Input for this task –
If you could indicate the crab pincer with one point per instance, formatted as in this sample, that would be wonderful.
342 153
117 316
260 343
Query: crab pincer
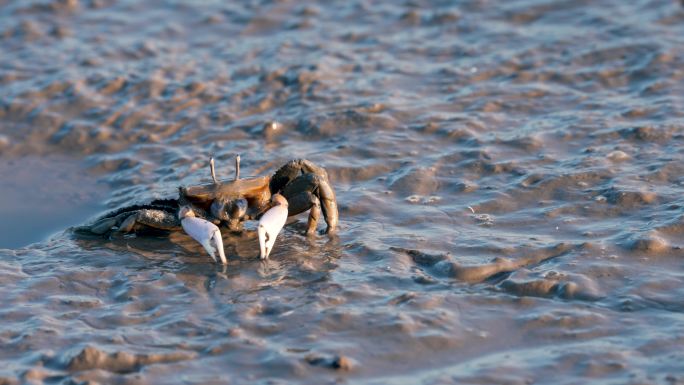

What is required – Take the entries above and copy out all lines with the string "pincer".

Exercise answer –
If you could indicate the crab pincer with one point per instance, formatted as in this sample, that would be wonderful.
Query: crab pincer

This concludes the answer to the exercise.